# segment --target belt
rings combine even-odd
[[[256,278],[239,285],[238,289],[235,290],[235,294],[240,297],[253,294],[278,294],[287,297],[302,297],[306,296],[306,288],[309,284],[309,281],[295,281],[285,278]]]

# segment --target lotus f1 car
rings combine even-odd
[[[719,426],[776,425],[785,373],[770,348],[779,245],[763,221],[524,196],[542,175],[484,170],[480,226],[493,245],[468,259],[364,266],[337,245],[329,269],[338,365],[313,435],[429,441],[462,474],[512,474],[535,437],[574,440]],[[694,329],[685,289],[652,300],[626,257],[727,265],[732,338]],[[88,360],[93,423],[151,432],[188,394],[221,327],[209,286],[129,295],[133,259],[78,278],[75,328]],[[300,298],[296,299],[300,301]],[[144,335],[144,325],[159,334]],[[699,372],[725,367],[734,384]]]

* * * *

# What is needed
Your answer must be the complete listing, retyped exactly.

# Answer space
# segment --target belt
rings combine even-odd
[[[256,278],[239,285],[238,289],[235,290],[235,294],[240,297],[253,294],[278,294],[287,297],[302,297],[306,296],[306,288],[309,284],[309,281],[295,281],[285,278]]]

# segment --target lotus f1 car
rings combine even-odd
[[[719,426],[776,425],[785,373],[770,348],[779,245],[763,221],[524,196],[542,175],[484,170],[480,226],[493,245],[468,259],[364,266],[337,245],[329,269],[338,365],[313,435],[429,441],[462,474],[512,474],[535,437],[574,440]],[[694,329],[685,289],[652,300],[626,257],[727,265],[732,338]],[[88,360],[93,423],[151,432],[188,394],[221,327],[209,286],[129,295],[133,259],[78,278],[75,328]],[[300,298],[296,299],[300,301]],[[144,335],[144,325],[159,334]],[[699,372],[725,367],[734,384]]]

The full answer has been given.